Identify each line of the entries below that contains the word "building", and copy those lines. Case counts.

═══ Data to process ═══

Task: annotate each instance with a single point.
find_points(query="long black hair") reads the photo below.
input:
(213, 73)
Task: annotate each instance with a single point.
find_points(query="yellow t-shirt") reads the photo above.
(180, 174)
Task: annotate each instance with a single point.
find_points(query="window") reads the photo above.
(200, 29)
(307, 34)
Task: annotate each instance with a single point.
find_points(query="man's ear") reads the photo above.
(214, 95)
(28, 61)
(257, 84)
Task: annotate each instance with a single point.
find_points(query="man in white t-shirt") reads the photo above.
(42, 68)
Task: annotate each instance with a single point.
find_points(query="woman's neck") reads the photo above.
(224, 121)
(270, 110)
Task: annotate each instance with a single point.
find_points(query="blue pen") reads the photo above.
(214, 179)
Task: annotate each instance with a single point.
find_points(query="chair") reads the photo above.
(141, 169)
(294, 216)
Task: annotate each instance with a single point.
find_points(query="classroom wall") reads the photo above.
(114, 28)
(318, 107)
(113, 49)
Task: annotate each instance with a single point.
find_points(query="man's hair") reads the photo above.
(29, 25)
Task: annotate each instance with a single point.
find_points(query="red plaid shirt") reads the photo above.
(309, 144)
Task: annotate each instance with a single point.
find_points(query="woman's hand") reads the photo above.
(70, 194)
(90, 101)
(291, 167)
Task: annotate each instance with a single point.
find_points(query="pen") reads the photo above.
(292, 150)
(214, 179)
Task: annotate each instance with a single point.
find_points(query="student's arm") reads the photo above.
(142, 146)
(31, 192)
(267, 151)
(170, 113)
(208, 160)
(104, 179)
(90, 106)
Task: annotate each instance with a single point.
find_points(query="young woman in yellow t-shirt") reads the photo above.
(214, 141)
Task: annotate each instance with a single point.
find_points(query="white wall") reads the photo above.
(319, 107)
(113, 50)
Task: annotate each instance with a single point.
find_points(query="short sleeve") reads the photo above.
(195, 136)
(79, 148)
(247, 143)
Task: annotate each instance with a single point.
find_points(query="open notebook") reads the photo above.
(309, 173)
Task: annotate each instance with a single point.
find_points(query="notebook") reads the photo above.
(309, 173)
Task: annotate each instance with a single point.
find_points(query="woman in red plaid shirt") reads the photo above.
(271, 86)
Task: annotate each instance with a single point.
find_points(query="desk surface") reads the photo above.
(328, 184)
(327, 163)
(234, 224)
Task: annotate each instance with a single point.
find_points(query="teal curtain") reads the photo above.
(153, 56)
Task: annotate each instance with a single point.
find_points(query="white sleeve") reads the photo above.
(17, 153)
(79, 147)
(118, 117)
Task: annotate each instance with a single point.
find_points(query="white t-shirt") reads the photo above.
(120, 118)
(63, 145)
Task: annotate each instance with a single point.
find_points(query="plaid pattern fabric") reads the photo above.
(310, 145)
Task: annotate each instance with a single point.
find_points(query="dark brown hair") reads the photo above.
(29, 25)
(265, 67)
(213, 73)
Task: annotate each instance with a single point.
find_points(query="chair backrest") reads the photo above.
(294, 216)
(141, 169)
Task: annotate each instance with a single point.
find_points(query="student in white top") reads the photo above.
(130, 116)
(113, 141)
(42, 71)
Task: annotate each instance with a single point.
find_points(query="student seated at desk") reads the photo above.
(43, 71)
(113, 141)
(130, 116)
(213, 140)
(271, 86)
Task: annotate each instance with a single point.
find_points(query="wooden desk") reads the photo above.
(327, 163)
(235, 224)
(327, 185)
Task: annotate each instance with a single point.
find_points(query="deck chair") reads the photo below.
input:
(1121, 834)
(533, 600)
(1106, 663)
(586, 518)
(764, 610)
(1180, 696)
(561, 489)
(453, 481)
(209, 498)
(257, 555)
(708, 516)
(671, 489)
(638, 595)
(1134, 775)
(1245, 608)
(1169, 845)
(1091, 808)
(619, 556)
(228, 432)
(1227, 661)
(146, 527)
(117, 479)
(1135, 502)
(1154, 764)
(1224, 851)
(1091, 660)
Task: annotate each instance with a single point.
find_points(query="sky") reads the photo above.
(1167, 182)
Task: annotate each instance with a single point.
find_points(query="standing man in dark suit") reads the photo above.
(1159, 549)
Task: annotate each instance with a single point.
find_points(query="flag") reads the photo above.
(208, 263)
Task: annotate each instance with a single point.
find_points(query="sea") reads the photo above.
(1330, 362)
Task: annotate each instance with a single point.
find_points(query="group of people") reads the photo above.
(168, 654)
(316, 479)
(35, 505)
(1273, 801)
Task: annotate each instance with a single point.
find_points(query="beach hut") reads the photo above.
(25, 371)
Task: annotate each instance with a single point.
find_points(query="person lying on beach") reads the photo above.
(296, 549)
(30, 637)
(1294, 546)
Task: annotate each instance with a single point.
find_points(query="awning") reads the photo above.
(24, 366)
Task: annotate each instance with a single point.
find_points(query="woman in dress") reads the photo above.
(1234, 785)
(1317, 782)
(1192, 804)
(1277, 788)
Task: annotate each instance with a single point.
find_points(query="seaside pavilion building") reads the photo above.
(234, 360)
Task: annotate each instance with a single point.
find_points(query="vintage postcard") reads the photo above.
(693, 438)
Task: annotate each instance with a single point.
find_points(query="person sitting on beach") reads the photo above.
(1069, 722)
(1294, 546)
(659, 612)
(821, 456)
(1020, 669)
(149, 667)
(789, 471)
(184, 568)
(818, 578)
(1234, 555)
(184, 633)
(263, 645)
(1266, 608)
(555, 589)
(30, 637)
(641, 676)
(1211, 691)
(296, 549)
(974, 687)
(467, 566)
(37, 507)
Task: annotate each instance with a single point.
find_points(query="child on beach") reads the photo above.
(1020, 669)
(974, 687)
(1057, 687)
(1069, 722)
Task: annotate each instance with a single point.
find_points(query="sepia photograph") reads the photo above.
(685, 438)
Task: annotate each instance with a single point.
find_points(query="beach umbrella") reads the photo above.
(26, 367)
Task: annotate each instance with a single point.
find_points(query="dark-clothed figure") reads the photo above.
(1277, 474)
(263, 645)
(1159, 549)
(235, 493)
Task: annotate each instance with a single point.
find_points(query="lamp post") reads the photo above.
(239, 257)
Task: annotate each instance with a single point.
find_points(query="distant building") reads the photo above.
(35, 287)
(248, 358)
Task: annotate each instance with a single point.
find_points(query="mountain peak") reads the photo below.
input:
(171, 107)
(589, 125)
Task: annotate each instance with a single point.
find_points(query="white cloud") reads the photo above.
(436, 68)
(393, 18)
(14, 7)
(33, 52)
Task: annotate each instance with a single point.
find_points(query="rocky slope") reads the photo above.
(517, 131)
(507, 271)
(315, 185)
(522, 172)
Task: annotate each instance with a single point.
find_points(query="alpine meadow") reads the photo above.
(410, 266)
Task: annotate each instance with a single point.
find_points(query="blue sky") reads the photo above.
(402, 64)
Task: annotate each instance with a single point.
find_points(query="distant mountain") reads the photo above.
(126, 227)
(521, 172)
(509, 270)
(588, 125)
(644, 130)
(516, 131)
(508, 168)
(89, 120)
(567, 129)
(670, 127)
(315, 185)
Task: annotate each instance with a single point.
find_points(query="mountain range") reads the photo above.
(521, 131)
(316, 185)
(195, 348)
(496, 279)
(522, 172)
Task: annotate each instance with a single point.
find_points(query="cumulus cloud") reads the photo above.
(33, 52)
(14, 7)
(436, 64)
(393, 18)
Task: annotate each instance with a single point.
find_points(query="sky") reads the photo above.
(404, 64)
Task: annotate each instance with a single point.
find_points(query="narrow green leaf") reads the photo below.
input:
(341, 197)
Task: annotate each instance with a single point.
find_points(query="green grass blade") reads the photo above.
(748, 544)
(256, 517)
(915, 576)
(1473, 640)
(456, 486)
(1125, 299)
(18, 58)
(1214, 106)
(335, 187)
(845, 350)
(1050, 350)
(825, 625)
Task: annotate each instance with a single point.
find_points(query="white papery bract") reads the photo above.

═══

### Finished exercise
find_points(query="seaside pavilion building") reads the photo above.
find_points(query="distant building") reads the photo above.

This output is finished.